Records from a collection:
>> Begin

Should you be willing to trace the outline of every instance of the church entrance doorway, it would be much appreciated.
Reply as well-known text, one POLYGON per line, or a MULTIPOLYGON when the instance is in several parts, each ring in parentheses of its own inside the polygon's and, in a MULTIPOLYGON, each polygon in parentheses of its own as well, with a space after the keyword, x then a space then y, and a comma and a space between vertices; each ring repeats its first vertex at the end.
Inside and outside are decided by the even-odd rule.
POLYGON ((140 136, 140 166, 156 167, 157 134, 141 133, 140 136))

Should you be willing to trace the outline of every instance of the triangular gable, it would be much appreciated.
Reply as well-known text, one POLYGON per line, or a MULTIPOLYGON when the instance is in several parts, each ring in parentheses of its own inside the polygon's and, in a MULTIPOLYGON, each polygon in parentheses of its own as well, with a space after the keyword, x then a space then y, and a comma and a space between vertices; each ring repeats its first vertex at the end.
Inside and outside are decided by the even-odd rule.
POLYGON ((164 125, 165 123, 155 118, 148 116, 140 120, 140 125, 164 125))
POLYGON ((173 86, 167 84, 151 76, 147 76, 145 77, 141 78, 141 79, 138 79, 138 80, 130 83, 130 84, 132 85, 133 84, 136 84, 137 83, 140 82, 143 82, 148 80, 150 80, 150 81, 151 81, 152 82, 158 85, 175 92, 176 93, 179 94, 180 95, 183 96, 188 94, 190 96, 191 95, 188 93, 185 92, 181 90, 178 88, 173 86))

>> End

* _YOUR TASK_:
Rescale the lines from the start of the records through the line containing "POLYGON ((140 136, 140", repeating every line in full. Multiply each polygon coordinate by 0.5 and round it to a whole number, rounding halves up, while leaving all other numbers unchanged.

* _THE RESULT_:
Should you be willing to trace the outline of every instance of the church entrance doorway, it would be much appreciated.
Reply as well-known text, one POLYGON per line, or a MULTIPOLYGON when the instance is in several parts, each ring in parentheses of its own inside the polygon's and, in a MULTIPOLYGON, each polygon in parentheses of its own as well, with a space after the keyword, x then a space then y, and a comma and a space between vertices; each ring repeats its first vertex at the end.
Inside and outside are decided by the even-odd rule.
POLYGON ((70 68, 70 83, 78 84, 79 67, 71 67, 70 68))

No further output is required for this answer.